(Records in a dataset)

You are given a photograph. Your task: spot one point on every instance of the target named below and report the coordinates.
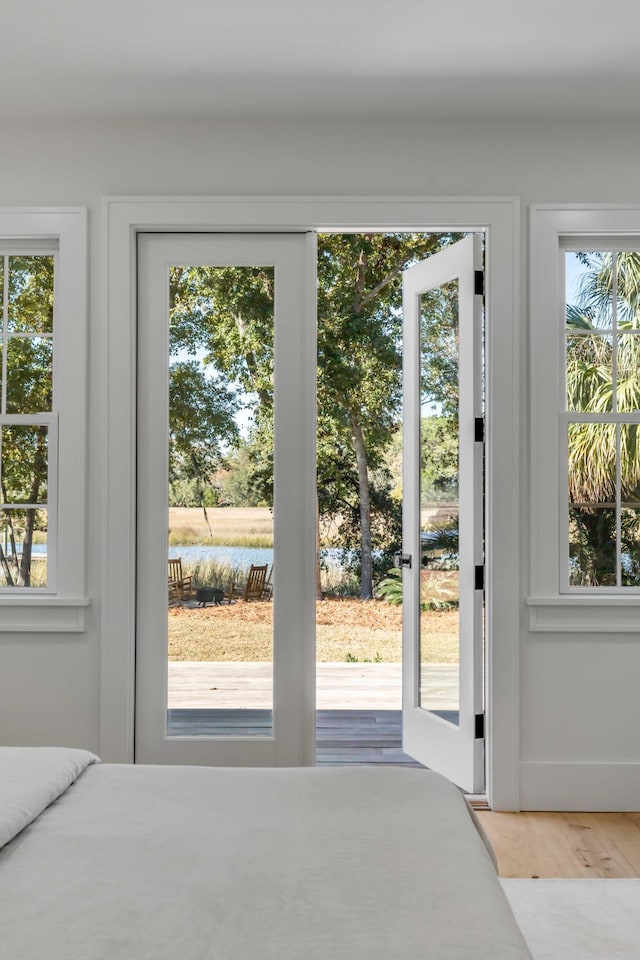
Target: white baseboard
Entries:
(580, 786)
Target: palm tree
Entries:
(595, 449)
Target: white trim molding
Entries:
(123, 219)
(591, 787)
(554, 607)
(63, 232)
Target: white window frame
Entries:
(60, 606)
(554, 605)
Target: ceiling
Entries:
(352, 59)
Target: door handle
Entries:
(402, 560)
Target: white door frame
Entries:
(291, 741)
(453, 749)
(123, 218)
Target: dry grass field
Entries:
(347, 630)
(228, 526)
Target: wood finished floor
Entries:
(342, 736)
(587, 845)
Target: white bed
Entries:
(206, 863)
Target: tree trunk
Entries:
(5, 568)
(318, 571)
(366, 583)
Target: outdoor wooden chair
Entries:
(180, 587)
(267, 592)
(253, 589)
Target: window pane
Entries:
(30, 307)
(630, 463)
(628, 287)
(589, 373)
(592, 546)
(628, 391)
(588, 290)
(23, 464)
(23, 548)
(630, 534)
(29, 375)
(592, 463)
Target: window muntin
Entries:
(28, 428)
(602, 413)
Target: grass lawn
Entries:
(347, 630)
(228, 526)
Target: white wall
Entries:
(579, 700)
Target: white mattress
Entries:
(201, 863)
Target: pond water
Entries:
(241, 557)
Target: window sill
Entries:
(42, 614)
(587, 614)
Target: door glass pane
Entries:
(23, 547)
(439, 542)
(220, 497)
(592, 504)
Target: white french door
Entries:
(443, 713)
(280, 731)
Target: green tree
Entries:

...

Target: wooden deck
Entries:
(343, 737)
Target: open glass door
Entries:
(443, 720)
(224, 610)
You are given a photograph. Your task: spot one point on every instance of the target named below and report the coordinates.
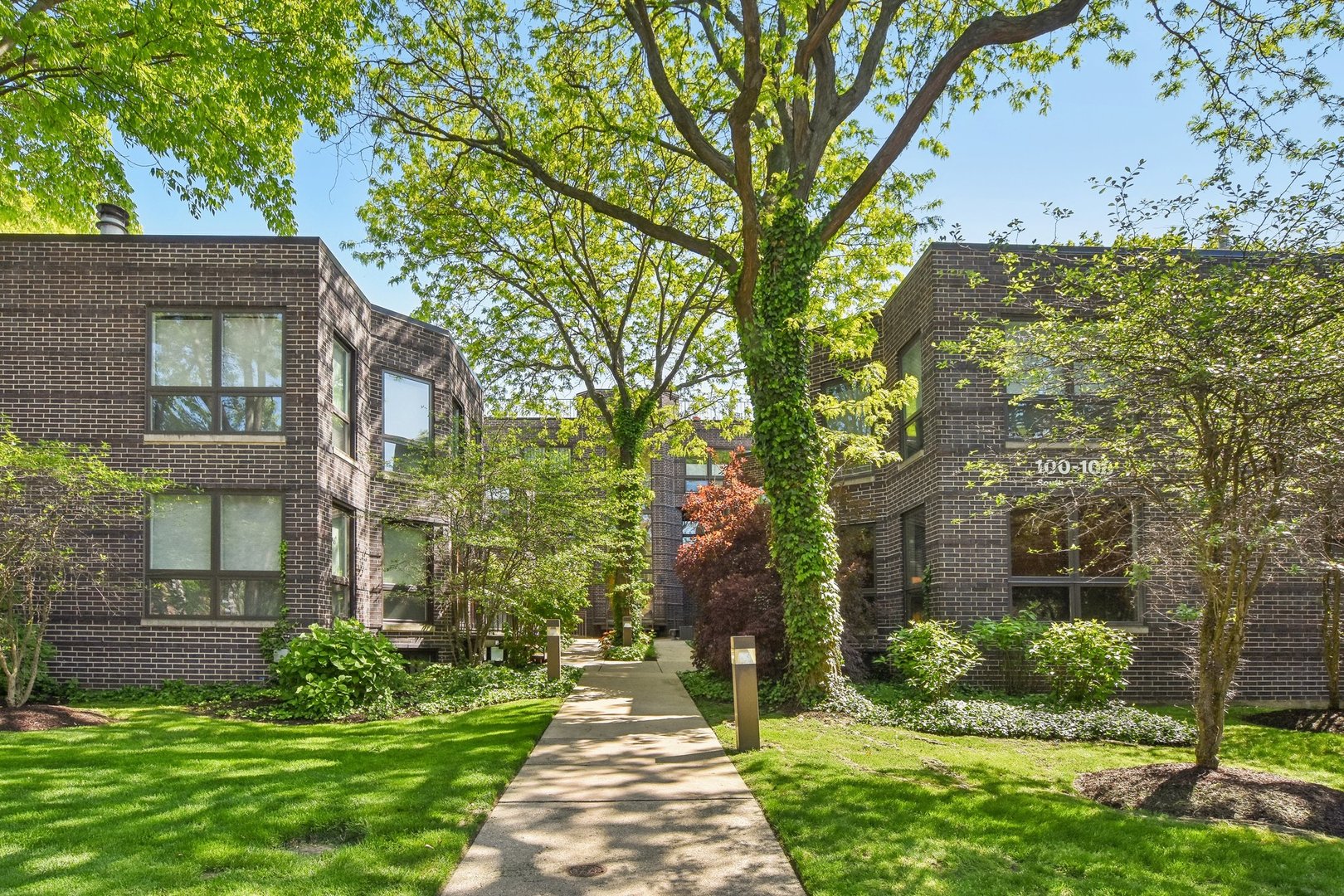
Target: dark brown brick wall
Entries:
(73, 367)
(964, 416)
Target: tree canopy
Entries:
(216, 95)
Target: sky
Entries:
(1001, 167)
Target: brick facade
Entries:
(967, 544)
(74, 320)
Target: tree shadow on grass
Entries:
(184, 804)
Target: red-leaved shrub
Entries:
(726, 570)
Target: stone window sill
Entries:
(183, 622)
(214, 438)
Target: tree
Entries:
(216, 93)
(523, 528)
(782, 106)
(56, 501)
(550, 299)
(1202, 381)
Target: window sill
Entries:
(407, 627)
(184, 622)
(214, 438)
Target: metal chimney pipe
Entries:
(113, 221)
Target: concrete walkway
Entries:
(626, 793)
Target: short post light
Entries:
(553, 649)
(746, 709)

**WHAT IS REQUIRED**
Tally the lines in the records above that contain the word "grass", and reply with the number alone.

**RESULT OF THE TASK**
3